** begin Exercise input **

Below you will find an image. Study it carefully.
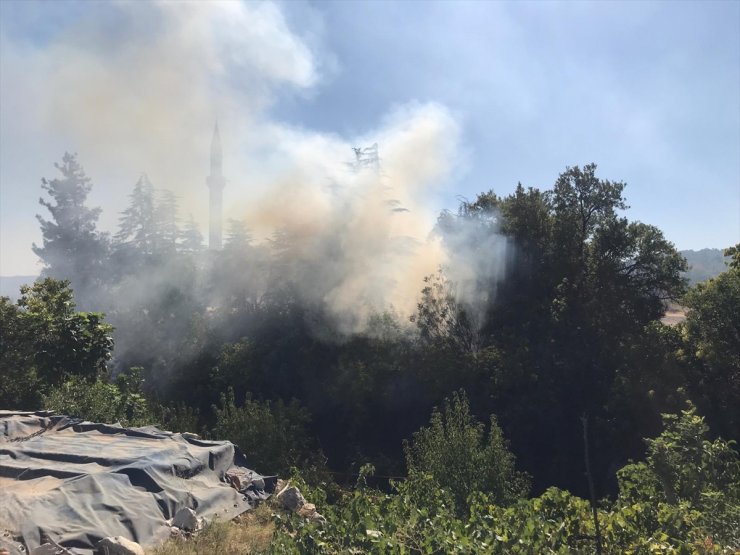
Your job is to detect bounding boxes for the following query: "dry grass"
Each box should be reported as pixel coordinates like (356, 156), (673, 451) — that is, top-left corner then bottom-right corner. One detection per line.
(147, 504), (275, 555)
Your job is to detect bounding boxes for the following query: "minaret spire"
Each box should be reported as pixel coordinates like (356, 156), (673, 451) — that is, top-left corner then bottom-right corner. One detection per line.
(206, 121), (226, 249)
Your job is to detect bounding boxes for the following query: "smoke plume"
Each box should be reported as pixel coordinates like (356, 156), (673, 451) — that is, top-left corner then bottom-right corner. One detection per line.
(2, 1), (508, 333)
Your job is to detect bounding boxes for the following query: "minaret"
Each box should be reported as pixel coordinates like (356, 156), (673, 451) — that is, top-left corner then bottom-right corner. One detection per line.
(206, 122), (226, 249)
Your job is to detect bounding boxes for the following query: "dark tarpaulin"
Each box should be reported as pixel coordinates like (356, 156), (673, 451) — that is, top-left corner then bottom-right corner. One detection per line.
(0, 411), (275, 554)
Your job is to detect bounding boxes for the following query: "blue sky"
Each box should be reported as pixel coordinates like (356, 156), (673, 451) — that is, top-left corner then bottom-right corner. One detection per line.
(0, 0), (740, 275)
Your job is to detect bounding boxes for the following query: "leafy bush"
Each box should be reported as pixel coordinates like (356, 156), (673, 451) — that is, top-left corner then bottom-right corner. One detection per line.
(617, 406), (740, 548)
(43, 368), (155, 426)
(212, 389), (310, 473)
(404, 392), (529, 510)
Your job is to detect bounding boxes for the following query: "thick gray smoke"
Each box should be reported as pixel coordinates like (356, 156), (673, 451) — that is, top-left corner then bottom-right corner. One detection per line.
(2, 1), (505, 333)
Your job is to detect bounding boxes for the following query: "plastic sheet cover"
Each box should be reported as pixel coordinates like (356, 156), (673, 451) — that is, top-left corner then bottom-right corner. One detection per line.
(0, 411), (275, 554)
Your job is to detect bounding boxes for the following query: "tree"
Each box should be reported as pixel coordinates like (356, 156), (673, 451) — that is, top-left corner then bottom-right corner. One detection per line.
(32, 153), (108, 305)
(683, 253), (740, 439)
(180, 214), (203, 254)
(0, 278), (113, 404)
(404, 391), (529, 510)
(424, 164), (686, 493)
(154, 190), (180, 253)
(115, 174), (159, 256)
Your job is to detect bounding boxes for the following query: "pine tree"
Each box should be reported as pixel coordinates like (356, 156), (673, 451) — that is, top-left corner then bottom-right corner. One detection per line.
(181, 214), (203, 253)
(115, 174), (158, 255)
(154, 190), (180, 253)
(32, 153), (108, 306)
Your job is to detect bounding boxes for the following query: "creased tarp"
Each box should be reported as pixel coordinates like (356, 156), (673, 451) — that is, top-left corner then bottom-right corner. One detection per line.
(0, 411), (275, 554)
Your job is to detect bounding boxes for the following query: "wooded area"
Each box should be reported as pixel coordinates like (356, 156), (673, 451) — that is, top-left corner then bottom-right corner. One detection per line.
(0, 154), (740, 553)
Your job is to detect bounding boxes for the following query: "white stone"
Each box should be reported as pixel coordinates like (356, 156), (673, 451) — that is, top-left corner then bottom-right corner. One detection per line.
(97, 536), (144, 555)
(277, 486), (306, 511)
(31, 543), (59, 555)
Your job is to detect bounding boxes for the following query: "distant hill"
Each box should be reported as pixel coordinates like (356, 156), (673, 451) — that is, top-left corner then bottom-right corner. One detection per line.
(679, 249), (729, 285)
(0, 276), (39, 301)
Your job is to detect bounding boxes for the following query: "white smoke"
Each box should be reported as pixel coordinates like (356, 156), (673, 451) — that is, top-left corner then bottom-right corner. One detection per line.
(2, 1), (508, 332)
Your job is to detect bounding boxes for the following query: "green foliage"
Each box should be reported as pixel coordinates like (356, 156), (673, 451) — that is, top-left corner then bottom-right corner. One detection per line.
(0, 278), (113, 407)
(404, 392), (529, 510)
(33, 153), (108, 300)
(617, 406), (740, 546)
(683, 262), (740, 439)
(212, 389), (310, 473)
(43, 368), (156, 426)
(271, 408), (740, 555)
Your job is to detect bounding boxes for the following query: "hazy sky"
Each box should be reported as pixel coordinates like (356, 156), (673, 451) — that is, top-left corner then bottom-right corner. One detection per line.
(0, 0), (740, 275)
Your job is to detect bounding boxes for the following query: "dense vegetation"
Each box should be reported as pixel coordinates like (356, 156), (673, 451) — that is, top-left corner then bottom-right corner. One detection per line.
(0, 155), (740, 553)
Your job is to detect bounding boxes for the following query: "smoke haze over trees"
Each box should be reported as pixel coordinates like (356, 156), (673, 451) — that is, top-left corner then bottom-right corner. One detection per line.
(18, 151), (734, 504)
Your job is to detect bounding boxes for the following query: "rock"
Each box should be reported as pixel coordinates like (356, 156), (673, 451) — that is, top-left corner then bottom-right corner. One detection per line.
(298, 503), (326, 522)
(172, 507), (200, 532)
(365, 530), (383, 540)
(277, 485), (306, 512)
(96, 536), (144, 555)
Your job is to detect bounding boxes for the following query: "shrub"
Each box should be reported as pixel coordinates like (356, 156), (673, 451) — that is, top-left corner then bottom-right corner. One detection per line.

** end Exercise input **

§ Short problem
Change every instance of "top-left corner" to "upper-left corner" across the whole listing, leaving all other text as it is. Omit the pictures from your copy.

§ Solution to this task
Below you will find an image. Study it carefully.
Your job is to detect bounding boxes for the following query: "dry grass"
Each box should be reported as pixel coordinates like (356, 156), (673, 451) — that is, upper-left corner then bottom-right corner. One detection per line.
(147, 504), (275, 555)
Your job is to detect bounding boxes for the following query: "minaret spire"
Each box should be reported as pixel coordinates like (356, 156), (673, 451) — that is, upper-left corner then bottom-right corner. One detection per line.
(206, 121), (226, 249)
Your job is to detect bounding boxes for the following query: "smoke plume"
Each box should be reported as pixel coordinates like (356, 156), (673, 451) — that is, upper-left corner then bottom-right corner. One detection per line.
(2, 1), (508, 333)
Your job is to detect bounding boxes for the following query: "minaret"
Each box should be reported as pixel coordinates like (356, 156), (673, 451) — that is, upper-left corner then bottom-right corner. One detection per line.
(206, 122), (226, 249)
Your job is to detect bounding boxes for the following query: "dark tarpaulin"
Each box should be reported as pixel coordinates like (356, 156), (673, 451) — that is, upper-left corner then bottom-right corner. One detection per line.
(0, 411), (275, 554)
Your job is to detect bounding boxes for the following query: "blue sky"
Each box should be reported as pixel coordinates like (356, 156), (673, 451) — that is, upper-left corner then bottom-right corner. One detection per line.
(0, 0), (740, 275)
Your job is to detect bounding boxes for the following query: "leafy bush"
Each box should be reported as pixel coordinates like (356, 156), (673, 451) — that is, upper-left corner then bottom-right corner. One detection per line.
(617, 406), (740, 548)
(43, 368), (155, 426)
(212, 389), (310, 473)
(404, 392), (529, 510)
Your job is to detect bounding boxes for the following query: "thick gray smoke"
Each box should be reported as pixel coordinates like (356, 156), (673, 451) — that is, upper-left corner then bottom-right corner. One detection per line.
(2, 1), (505, 333)
Your job is to detect bounding boxes for the following query: "plastic sheet cover"
Each box should be reported as pixel coordinates like (356, 156), (673, 451) — that is, upper-left corner then bottom-right corner. One detection per line.
(0, 411), (275, 554)
Your job is to detect bounding boxes for the following query: "tree"
Each box should be reported as pixel coordinates like (356, 156), (673, 451) — that is, upper-left corner then bottom-right corner. One detection per line.
(32, 153), (108, 305)
(683, 253), (740, 439)
(180, 214), (203, 254)
(0, 278), (113, 404)
(404, 391), (529, 510)
(424, 164), (686, 493)
(154, 190), (180, 253)
(115, 174), (159, 256)
Your job is to detect bounding boxes for the following query: "pine tree"
Each box should be reported as pixel coordinates like (356, 156), (673, 451) — that is, upper-left corner then bottom-right corner. One detection per line.
(181, 214), (203, 253)
(115, 174), (158, 255)
(154, 190), (180, 253)
(32, 153), (108, 306)
Your job is to detect bounding boxes for the following query: "creased tarp"
Each box should be reported as pixel coordinates like (356, 156), (673, 451) — that is, upper-left corner then bottom-right corner. One detection per line.
(0, 411), (275, 554)
Your job is to detect bounding boxes for the following query: "wooded area"
Each box should be reported as pixel coordinates like (356, 156), (673, 451) — that is, upper-left corner then bottom-right corner. One detection per line.
(0, 154), (740, 553)
Your job is to detect bounding boxes for the following query: "white stone"
Each box should be reported as pixel coordinates like (356, 156), (673, 451) — that is, upper-left corner then bottom-right corner. One detection per line.
(97, 536), (144, 555)
(277, 486), (306, 511)
(31, 543), (59, 555)
Your job is to detect bounding boxes for the following query: "distant hill"
Each box should be reported as pixel coordinates like (356, 156), (673, 451) — that is, upper-left corner then bottom-right corner. One detection per line.
(679, 249), (729, 285)
(0, 276), (39, 301)
Your job is to detect bounding boxes for the following query: "white smoke"
Each box should be reported as pixel coordinates like (356, 156), (673, 451) — that is, upper-left corner then bottom-right corner. One detection per line.
(2, 1), (508, 332)
Your job is to detect bounding boxes for the following query: "green foliage"
Each box should be reported as pixel coordinates like (356, 156), (673, 451) — that is, upper-left corner then bottom-right corner. One detection per line.
(0, 278), (113, 407)
(404, 392), (529, 510)
(33, 153), (108, 300)
(617, 406), (740, 546)
(683, 262), (740, 439)
(212, 389), (310, 473)
(43, 368), (156, 426)
(271, 408), (740, 555)
Your job is to detect bounding boxes for the following query: "hazy sky"
Each box should be reported as pixel coordinates like (356, 156), (673, 451) — that is, upper-left corner then bottom-right corner. One detection per line.
(0, 0), (740, 275)
Your job is to detect bounding boxes for the following query: "dense vegetation"
Each box should be reported as pixel coordinates like (356, 156), (673, 451) — that is, upper-left corner then bottom-right corner. One detection per line.
(0, 155), (740, 553)
Your job is to detect bounding boxes for the following query: "smoke haze over trees"
Each box should be reported as pixel coordinates like (356, 156), (673, 451) — that is, upper-left corner then bottom-right corner. One detection per line.
(18, 151), (734, 504)
Your job is to detect bounding boxes for the following query: "rock"
Each box should be reported as pixel coordinates like (356, 156), (673, 451) — that is, upper-left corner then bottom-right corner. One detection per line.
(298, 503), (326, 522)
(172, 507), (200, 532)
(365, 530), (383, 540)
(277, 485), (306, 512)
(96, 536), (144, 555)
Your job is to detect bounding boxes for the following query: "shrub"
Each box should be reported as pixel coordinates like (356, 156), (673, 451) — that is, upper-left corner then bottom-right corner. One detection per line.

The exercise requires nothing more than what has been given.